Problem description:
Filter this material down to the lines that contain the string "green", and return those lines.

--- Source records ---

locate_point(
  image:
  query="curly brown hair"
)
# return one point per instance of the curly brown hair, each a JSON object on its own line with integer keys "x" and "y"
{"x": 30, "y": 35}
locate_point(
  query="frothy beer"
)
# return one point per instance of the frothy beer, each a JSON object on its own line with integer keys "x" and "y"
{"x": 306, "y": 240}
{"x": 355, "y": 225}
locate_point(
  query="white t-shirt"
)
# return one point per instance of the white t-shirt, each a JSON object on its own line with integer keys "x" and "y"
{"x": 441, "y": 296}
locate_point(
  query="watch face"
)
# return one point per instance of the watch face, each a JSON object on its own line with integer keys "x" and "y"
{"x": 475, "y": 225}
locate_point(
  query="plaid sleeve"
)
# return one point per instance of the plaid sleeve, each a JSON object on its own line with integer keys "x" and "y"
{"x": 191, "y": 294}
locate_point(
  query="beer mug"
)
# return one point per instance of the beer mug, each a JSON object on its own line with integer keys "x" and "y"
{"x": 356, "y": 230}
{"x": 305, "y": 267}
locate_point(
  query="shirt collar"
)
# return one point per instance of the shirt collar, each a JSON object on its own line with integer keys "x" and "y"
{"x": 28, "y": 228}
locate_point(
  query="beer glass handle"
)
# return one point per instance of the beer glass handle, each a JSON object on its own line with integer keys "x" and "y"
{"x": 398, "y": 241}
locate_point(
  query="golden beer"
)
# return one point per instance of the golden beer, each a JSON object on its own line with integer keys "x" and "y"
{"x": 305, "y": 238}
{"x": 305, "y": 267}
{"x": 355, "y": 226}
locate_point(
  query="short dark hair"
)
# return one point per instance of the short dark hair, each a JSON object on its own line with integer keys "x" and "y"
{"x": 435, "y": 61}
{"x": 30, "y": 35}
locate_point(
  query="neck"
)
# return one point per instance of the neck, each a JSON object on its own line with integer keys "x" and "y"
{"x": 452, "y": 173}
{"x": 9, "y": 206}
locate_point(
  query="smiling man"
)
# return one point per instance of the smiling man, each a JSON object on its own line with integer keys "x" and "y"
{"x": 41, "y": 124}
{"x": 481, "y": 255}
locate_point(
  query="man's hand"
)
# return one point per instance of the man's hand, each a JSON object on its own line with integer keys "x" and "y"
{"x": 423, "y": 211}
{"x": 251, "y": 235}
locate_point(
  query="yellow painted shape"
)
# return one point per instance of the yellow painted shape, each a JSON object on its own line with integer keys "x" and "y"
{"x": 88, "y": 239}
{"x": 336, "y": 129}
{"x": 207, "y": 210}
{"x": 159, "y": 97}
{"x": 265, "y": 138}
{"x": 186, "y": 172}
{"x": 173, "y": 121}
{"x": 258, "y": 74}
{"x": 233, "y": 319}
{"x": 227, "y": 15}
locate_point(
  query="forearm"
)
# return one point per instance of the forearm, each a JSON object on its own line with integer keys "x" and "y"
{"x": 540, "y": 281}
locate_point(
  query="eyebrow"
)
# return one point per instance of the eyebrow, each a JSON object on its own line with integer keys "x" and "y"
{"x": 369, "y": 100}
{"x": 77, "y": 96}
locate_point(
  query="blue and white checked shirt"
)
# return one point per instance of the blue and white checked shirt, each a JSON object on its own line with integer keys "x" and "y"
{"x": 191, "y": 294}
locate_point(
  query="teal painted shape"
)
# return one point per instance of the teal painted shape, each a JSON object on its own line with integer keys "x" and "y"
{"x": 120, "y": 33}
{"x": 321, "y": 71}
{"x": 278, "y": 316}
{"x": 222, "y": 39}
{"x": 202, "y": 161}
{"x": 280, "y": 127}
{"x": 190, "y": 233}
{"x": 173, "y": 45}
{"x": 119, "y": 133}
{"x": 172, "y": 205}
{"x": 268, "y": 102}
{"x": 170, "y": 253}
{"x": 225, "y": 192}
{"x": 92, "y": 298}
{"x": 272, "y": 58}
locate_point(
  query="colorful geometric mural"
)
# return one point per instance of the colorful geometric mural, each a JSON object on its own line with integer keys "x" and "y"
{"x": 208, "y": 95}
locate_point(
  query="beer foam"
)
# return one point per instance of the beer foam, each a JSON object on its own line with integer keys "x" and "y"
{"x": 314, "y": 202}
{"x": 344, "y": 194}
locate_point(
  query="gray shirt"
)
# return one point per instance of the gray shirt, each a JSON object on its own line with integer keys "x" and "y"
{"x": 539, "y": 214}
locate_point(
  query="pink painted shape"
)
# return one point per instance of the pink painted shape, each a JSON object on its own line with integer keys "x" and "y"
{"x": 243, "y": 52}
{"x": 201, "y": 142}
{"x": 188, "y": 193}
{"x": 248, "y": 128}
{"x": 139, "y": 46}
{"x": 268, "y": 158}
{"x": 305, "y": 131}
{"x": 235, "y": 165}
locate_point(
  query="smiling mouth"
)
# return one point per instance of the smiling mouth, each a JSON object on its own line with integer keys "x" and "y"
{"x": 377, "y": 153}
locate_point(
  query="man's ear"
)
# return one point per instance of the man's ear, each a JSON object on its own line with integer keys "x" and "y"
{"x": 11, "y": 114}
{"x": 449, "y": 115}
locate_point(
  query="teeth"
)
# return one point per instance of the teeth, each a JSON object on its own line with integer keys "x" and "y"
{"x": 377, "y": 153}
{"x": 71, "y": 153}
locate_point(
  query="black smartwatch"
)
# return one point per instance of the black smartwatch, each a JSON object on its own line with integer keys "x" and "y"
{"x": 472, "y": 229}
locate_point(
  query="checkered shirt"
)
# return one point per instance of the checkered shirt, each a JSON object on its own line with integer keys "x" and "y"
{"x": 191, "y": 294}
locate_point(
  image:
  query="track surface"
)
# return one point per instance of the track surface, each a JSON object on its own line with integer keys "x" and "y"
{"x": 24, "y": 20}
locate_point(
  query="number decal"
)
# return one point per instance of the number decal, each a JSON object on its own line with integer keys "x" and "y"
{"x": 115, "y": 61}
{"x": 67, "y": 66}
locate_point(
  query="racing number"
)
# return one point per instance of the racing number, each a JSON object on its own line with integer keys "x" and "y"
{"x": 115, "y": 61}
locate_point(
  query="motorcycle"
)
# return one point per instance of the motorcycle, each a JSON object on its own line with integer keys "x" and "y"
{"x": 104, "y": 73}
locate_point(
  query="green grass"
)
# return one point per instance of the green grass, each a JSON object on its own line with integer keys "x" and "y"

---

Task output:
  query="green grass"
# return one point per instance of the green grass, each a JSON object on its own line with integer keys "x" and "y"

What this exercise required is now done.